[Records from a collection]
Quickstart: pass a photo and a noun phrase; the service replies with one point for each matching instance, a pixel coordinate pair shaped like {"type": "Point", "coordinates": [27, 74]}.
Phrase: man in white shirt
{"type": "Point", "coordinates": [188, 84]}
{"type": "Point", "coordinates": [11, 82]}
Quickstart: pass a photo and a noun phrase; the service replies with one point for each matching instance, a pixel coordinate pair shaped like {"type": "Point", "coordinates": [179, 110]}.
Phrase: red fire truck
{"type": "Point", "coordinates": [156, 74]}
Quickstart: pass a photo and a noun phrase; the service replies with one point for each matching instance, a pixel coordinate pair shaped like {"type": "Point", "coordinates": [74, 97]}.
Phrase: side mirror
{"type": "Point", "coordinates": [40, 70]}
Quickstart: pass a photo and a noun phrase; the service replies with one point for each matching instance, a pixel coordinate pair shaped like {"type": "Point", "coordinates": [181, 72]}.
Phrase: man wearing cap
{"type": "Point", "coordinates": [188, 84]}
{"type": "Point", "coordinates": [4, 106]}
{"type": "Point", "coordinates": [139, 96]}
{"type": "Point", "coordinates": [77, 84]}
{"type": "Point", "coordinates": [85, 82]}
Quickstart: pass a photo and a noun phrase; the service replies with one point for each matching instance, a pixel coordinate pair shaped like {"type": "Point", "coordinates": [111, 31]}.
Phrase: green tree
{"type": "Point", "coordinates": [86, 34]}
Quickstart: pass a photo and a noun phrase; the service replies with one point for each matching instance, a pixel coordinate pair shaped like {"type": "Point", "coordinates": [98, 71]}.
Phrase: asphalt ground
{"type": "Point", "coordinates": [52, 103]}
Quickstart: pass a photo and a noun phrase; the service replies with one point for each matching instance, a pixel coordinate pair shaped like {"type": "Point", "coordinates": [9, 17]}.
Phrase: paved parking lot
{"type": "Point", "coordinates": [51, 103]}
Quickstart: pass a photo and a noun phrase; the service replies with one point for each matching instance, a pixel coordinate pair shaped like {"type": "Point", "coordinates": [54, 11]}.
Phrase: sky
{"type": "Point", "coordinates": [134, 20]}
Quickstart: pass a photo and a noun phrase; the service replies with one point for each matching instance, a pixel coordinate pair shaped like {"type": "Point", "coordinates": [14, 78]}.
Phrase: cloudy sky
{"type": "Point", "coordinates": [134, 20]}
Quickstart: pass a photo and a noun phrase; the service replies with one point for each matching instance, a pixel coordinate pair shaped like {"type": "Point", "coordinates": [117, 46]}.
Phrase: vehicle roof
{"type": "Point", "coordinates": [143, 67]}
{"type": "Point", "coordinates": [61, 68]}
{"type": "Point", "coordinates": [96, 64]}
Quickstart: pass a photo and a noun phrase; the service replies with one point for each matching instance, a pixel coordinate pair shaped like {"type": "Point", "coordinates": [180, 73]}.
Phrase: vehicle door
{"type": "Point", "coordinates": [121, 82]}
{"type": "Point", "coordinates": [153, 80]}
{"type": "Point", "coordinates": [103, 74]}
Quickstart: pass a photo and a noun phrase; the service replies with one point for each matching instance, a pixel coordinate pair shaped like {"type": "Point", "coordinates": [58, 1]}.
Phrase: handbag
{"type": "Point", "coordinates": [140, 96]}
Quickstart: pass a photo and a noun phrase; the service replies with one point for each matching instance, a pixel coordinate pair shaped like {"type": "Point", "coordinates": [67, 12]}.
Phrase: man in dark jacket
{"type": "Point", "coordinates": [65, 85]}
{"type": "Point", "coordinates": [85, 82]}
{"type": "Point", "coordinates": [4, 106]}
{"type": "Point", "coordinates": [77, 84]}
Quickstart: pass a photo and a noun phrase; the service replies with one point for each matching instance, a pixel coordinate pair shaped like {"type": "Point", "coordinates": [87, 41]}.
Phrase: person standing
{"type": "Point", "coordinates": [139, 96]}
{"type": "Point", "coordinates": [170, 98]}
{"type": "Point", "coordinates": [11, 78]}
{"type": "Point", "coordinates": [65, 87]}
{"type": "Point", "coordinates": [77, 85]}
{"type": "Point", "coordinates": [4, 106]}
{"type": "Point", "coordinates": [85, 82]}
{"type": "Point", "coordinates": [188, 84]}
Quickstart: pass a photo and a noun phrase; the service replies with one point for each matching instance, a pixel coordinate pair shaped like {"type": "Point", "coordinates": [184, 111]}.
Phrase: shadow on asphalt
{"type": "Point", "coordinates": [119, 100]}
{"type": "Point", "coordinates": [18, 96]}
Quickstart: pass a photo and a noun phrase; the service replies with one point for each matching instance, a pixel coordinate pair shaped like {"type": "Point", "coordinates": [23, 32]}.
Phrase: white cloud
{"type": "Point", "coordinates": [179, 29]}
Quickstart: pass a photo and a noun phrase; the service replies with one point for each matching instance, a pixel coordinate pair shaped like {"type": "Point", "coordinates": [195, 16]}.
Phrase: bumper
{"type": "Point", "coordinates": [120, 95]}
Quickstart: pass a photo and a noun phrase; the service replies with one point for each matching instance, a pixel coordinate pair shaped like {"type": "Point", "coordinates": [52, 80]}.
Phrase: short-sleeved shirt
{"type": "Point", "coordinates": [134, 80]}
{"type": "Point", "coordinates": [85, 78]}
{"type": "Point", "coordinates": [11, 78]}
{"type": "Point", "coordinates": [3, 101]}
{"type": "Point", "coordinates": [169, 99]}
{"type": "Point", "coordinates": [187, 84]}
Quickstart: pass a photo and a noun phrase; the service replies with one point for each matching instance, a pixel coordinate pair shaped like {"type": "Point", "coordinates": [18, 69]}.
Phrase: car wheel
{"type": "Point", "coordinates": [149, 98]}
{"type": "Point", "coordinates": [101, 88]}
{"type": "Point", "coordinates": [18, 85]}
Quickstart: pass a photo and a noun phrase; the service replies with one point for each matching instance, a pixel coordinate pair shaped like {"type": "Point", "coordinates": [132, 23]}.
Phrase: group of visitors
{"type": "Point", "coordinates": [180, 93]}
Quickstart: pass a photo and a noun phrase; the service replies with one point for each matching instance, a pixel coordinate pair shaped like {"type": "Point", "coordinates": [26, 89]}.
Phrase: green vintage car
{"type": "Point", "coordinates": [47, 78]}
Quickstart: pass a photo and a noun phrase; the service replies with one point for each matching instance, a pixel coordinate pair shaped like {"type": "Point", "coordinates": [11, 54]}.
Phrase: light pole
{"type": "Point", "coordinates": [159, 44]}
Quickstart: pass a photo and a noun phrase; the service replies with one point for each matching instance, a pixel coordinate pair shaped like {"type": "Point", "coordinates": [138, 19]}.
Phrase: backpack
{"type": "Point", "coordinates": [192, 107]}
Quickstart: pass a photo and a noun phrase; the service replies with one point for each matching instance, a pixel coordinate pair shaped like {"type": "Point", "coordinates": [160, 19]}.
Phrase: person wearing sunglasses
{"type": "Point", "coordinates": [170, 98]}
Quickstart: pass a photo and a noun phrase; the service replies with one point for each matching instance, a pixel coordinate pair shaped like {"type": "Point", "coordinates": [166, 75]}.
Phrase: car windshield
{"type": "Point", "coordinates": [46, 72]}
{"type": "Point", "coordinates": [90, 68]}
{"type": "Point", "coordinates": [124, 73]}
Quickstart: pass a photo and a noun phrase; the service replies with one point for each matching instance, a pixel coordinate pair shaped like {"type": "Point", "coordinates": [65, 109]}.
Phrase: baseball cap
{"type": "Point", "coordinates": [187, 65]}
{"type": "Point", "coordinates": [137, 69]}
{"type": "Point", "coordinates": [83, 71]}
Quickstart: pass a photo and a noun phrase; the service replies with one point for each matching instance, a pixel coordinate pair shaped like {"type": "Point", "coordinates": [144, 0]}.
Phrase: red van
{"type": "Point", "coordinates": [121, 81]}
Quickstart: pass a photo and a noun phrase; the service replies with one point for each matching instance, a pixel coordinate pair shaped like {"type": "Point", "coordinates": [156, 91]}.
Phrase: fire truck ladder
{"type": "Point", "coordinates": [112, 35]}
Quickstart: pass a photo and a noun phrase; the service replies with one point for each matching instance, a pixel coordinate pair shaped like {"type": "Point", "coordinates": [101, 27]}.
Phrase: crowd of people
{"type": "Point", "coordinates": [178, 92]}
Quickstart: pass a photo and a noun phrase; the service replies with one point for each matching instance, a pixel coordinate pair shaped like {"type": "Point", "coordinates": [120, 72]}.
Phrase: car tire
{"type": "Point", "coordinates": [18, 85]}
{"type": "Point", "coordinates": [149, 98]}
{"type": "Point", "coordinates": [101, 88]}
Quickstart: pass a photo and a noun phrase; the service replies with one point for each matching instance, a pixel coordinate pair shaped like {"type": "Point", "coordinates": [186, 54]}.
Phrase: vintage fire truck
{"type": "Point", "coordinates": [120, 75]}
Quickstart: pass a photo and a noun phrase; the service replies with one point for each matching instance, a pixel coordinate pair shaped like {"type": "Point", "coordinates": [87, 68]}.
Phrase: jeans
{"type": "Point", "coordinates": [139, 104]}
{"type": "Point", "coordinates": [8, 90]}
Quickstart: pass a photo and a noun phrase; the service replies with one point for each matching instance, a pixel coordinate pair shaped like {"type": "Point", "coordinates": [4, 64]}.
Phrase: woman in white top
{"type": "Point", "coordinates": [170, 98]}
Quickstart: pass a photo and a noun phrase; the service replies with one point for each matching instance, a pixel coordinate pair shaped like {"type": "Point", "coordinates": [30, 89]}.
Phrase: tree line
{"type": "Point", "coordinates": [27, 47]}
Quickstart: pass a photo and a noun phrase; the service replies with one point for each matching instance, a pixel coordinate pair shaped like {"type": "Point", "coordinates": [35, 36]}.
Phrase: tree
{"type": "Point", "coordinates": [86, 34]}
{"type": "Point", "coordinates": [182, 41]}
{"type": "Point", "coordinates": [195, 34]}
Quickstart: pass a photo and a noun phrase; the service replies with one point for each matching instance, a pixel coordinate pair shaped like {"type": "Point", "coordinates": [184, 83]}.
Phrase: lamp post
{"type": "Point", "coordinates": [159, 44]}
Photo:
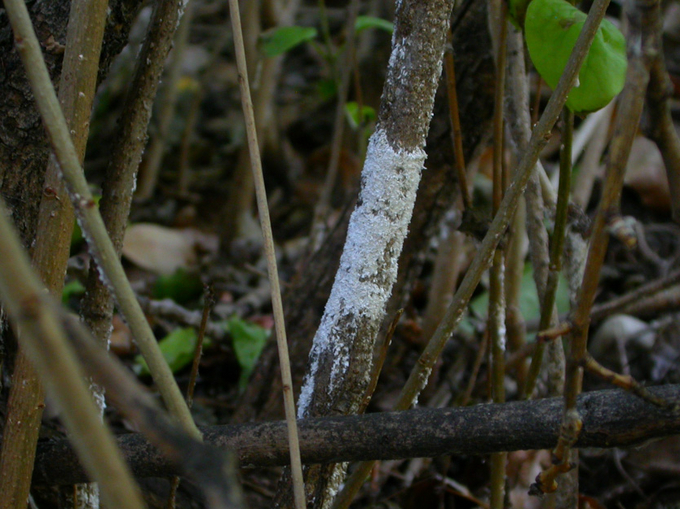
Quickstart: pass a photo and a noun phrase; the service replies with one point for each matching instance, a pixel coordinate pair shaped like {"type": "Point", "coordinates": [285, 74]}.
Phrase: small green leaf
{"type": "Point", "coordinates": [327, 89]}
{"type": "Point", "coordinates": [357, 118]}
{"type": "Point", "coordinates": [365, 22]}
{"type": "Point", "coordinates": [249, 340]}
{"type": "Point", "coordinates": [280, 40]}
{"type": "Point", "coordinates": [177, 348]}
{"type": "Point", "coordinates": [181, 286]}
{"type": "Point", "coordinates": [551, 28]}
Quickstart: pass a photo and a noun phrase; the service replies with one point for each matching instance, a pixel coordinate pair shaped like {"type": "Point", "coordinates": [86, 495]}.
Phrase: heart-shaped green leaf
{"type": "Point", "coordinates": [551, 28]}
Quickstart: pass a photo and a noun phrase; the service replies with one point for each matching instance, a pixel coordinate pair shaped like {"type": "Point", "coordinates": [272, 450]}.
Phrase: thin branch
{"type": "Point", "coordinates": [212, 469]}
{"type": "Point", "coordinates": [481, 262]}
{"type": "Point", "coordinates": [556, 249]}
{"type": "Point", "coordinates": [454, 116]}
{"type": "Point", "coordinates": [631, 103]}
{"type": "Point", "coordinates": [45, 343]}
{"type": "Point", "coordinates": [53, 239]}
{"type": "Point", "coordinates": [265, 222]}
{"type": "Point", "coordinates": [611, 418]}
{"type": "Point", "coordinates": [323, 205]}
{"type": "Point", "coordinates": [166, 110]}
{"type": "Point", "coordinates": [88, 216]}
{"type": "Point", "coordinates": [497, 328]}
{"type": "Point", "coordinates": [662, 127]}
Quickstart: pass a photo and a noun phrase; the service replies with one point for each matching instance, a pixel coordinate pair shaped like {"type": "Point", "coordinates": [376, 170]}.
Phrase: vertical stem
{"type": "Point", "coordinates": [556, 247]}
{"type": "Point", "coordinates": [277, 304]}
{"type": "Point", "coordinates": [53, 239]}
{"type": "Point", "coordinates": [454, 116]}
{"type": "Point", "coordinates": [420, 373]}
{"type": "Point", "coordinates": [324, 203]}
{"type": "Point", "coordinates": [497, 332]}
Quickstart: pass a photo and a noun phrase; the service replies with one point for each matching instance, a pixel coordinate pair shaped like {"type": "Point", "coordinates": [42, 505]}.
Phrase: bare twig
{"type": "Point", "coordinates": [611, 418]}
{"type": "Point", "coordinates": [662, 128]}
{"type": "Point", "coordinates": [277, 304]}
{"type": "Point", "coordinates": [90, 220]}
{"type": "Point", "coordinates": [166, 110]}
{"type": "Point", "coordinates": [323, 204]}
{"type": "Point", "coordinates": [630, 110]}
{"type": "Point", "coordinates": [45, 343]}
{"type": "Point", "coordinates": [556, 248]}
{"type": "Point", "coordinates": [497, 329]}
{"type": "Point", "coordinates": [53, 238]}
{"type": "Point", "coordinates": [454, 116]}
{"type": "Point", "coordinates": [212, 469]}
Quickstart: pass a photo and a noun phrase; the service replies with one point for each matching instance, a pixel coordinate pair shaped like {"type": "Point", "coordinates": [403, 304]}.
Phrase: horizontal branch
{"type": "Point", "coordinates": [611, 418]}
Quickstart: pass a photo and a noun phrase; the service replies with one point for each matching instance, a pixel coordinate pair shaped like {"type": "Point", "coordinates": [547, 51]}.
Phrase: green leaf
{"type": "Point", "coordinates": [280, 40]}
{"type": "Point", "coordinates": [365, 22]}
{"type": "Point", "coordinates": [177, 348]}
{"type": "Point", "coordinates": [181, 286]}
{"type": "Point", "coordinates": [357, 118]}
{"type": "Point", "coordinates": [528, 299]}
{"type": "Point", "coordinates": [70, 290]}
{"type": "Point", "coordinates": [551, 28]}
{"type": "Point", "coordinates": [249, 340]}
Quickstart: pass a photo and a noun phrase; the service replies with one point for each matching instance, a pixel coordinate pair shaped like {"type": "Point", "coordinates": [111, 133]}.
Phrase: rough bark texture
{"type": "Point", "coordinates": [23, 144]}
{"type": "Point", "coordinates": [611, 418]}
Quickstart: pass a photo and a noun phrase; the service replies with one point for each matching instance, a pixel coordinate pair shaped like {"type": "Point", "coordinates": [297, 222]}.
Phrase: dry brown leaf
{"type": "Point", "coordinates": [163, 250]}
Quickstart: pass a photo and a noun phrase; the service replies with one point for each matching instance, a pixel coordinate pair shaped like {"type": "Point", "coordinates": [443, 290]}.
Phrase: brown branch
{"type": "Point", "coordinates": [661, 128]}
{"type": "Point", "coordinates": [611, 418]}
{"type": "Point", "coordinates": [53, 239]}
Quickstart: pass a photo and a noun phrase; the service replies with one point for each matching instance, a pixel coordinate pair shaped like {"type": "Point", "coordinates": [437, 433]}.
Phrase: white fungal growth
{"type": "Point", "coordinates": [368, 266]}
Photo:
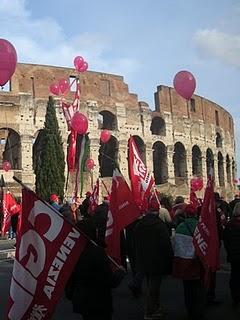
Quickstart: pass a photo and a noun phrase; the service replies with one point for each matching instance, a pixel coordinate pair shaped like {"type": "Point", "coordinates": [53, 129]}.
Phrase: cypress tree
{"type": "Point", "coordinates": [50, 165]}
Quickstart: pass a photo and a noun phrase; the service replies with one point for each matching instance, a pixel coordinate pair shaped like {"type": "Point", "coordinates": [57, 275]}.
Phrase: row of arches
{"type": "Point", "coordinates": [10, 150]}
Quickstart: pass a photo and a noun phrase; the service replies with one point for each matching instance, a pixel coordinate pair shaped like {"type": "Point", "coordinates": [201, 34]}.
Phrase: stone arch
{"type": "Point", "coordinates": [141, 148]}
{"type": "Point", "coordinates": [107, 120]}
{"type": "Point", "coordinates": [228, 169]}
{"type": "Point", "coordinates": [209, 162]}
{"type": "Point", "coordinates": [218, 140]}
{"type": "Point", "coordinates": [180, 163]}
{"type": "Point", "coordinates": [220, 169]}
{"type": "Point", "coordinates": [160, 169]}
{"type": "Point", "coordinates": [196, 161]}
{"type": "Point", "coordinates": [38, 144]}
{"type": "Point", "coordinates": [108, 157]}
{"type": "Point", "coordinates": [10, 148]}
{"type": "Point", "coordinates": [158, 126]}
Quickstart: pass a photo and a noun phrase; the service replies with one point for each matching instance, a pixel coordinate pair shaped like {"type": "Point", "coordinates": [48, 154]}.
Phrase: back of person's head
{"type": "Point", "coordinates": [236, 210]}
{"type": "Point", "coordinates": [179, 199]}
{"type": "Point", "coordinates": [88, 227]}
{"type": "Point", "coordinates": [190, 210]}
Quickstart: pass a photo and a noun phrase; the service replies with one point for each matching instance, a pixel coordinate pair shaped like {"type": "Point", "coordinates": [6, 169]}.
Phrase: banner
{"type": "Point", "coordinates": [93, 199]}
{"type": "Point", "coordinates": [205, 238]}
{"type": "Point", "coordinates": [10, 207]}
{"type": "Point", "coordinates": [141, 180]}
{"type": "Point", "coordinates": [45, 256]}
{"type": "Point", "coordinates": [122, 212]}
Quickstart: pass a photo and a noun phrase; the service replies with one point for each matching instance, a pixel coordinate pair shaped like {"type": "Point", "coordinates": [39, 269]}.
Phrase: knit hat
{"type": "Point", "coordinates": [53, 197]}
{"type": "Point", "coordinates": [153, 204]}
{"type": "Point", "coordinates": [236, 210]}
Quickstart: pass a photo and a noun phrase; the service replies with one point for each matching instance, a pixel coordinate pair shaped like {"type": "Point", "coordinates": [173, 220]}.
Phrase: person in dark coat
{"type": "Point", "coordinates": [231, 238]}
{"type": "Point", "coordinates": [154, 256]}
{"type": "Point", "coordinates": [100, 219]}
{"type": "Point", "coordinates": [92, 280]}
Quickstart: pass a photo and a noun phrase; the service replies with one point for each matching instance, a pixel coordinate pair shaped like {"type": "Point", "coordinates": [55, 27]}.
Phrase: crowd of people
{"type": "Point", "coordinates": [157, 244]}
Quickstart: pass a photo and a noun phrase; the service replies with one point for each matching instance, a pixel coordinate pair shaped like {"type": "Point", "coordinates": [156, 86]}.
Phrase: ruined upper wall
{"type": "Point", "coordinates": [167, 99]}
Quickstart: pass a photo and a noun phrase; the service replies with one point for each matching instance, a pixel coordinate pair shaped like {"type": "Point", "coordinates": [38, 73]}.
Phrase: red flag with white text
{"type": "Point", "coordinates": [122, 212]}
{"type": "Point", "coordinates": [46, 253]}
{"type": "Point", "coordinates": [205, 238]}
{"type": "Point", "coordinates": [141, 180]}
{"type": "Point", "coordinates": [93, 199]}
{"type": "Point", "coordinates": [10, 207]}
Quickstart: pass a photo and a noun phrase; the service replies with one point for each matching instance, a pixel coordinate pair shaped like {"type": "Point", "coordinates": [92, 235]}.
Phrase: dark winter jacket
{"type": "Point", "coordinates": [92, 281]}
{"type": "Point", "coordinates": [231, 238]}
{"type": "Point", "coordinates": [100, 219]}
{"type": "Point", "coordinates": [154, 251]}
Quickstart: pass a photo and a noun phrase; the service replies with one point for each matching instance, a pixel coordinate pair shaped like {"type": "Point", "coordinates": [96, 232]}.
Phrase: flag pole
{"type": "Point", "coordinates": [52, 208]}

_The exercise_:
Please filter the material above and copy every line that contains the word "asphalt".

_Finished task_:
Phrase: asphalt ground
Phrase: shadow on asphalt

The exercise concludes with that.